ОБЯЗАТЕЛЬНОЕ ЗАДАНИЕ 1 -
Перепишите дословно фрагмент отрывка об экуменическом диалоге: начните со слов «Что касается диалога» и остановитесь после слов «зрения своих правительств.».

ОТРЫВОК ДЛЯ ЧТЕНИЯ -
Что касается диалога с Римо–Католической Церковью, то о. Иоанн считал, что проблема первенства папы как абсолютной власти над всей Церковью и есть самое большое препятствие к воссоединению: «Православие и римский католицизм в определенном смысле действительно являются «церквами–сестрами». Но именно потому, что у них так много общего в традиции, восходящей к апостолам, святым отцам и первым соборам, они не могут воссоединиться по–скорому. Вот почему богословский диалог неизбежен… Подавляющая роль «полной власти» (plena potestas), принадлежащей в Римской Церкви папе, остается очевидным камнем преткновения…»[21].
В экуменическом диалоге о. Иоанн Мейендорф видел особую миссию Православия на Западе, особенно в Америке. Большинство представителей православной Церкви в ВСЦ были родом из коммунистических стран, и они были вынуждены оставаться «политкорректными» с точки зрения своих правительств.
Им приходилось выступать с критическими и политическими заявлениями в адрес США и стран Запада, чтобы угодить своим политическим лидерам, они были вынуждены молчать о положении Церкви и христиан в их собственных странах или даже лгать, публично отрицая преследование Церкви и христиан в собственном государстве. Кроме того, их участие в экуменическом движении давало им возможность получить моральную и финансовую поддержку со стороны протестантской и католической Церквей. Отец Иоанн подчеркивал, что православные в Америке имеют то преимущество, что они свободны: «Мы свободны. Мы не зависим оттого, враждебно или дружественно к нам настроены политические власти. Мы не зависим от ВСЦ финансово. Фактически мы — единственный свободный православный голос среди них… У нас есть возможность, а потому это наш долг — нести свидетельство о динамичной, миссионерской и вселенской природе Православия, делать то, чего не могут делать «матери–церкви», борющиеся за выживание»[22]. После кончины о. Иоанна политическая ситуация в бывших коммунистических странах изменилась, но сказанное им не утратило своего значения. Напряжение между церковью и государством, между Царствием Божиим и лежащем во грехе миром будет сохраняться. В своих замечаниях об отношениях между церковью и политикой о. Мейендорф утверждал, что «в крайних ситуациях, когда государство (например, тоталитарное) требует, чтобы граждане совершали то, что христиане считают преступлением, человек может и должен проявить неповиновение»[23].

ИСХОДНЫЕ ЗАПИСИ -

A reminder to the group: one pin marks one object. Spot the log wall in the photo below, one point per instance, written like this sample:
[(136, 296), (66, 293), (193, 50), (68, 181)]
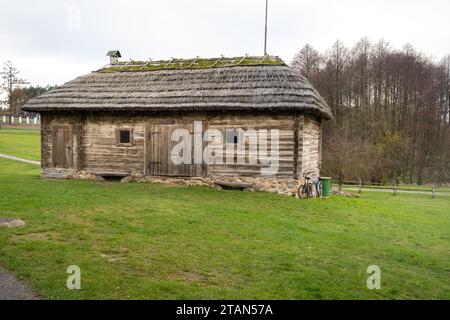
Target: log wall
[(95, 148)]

==

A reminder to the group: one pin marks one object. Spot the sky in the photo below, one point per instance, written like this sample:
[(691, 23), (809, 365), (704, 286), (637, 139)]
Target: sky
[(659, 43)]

ОБЯЗАТЕЛЬНОЕ ЗАДАНИЕ 2 -
Оформите строки записей в виде нумерованного списка без пустых строк. Начните со строки, где есть «Spot the sky», закончите строкой с «[(659, 43)]» включительно и больше ничего не приводите.

ОТВЕТ К УПРАЖНЕНИЮ 1 -
Что касается диалога с Римо–Католической Церковью, то о. Иоанн считал, что проблема первенства папы как абсолютной власти над всей Церковью и есть самое большое препятствие к воссоединению: «Православие и римский католицизм в определенном смысле действительно являются «церквами–сестрами». Но именно потому, что у них так много общего в традиции, восходящей к апостолам, святым отцам и первым соборам, они не могут воссоединиться по–скорому. Вот почему богословский диалог неизбежен… Подавляющая роль «полной власти» (plena potestas), принадлежащей в Римской Церкви папе, остается очевидным камнем преткновения…»[21].
В экуменическом диалоге о. Иоанн Мейендорф видел особую миссию Православия на Западе, особенно в Америке. Большинство представителей православной Церкви в ВСЦ были родом из коммунистических стран, и они были вынуждены оставаться «политкорректными» с точки зрения своих правительств.

ОТВЕТ К УПРАЖНЕНИЮ 2 -
1. A reminder to the group: one pin marks one object. Spot the sky in the photo below, one point per instance, written like this sample:
2. [(691, 23), (809, 365), (704, 286), (637, 139)]
3. Target: sky
4. [(659, 43)]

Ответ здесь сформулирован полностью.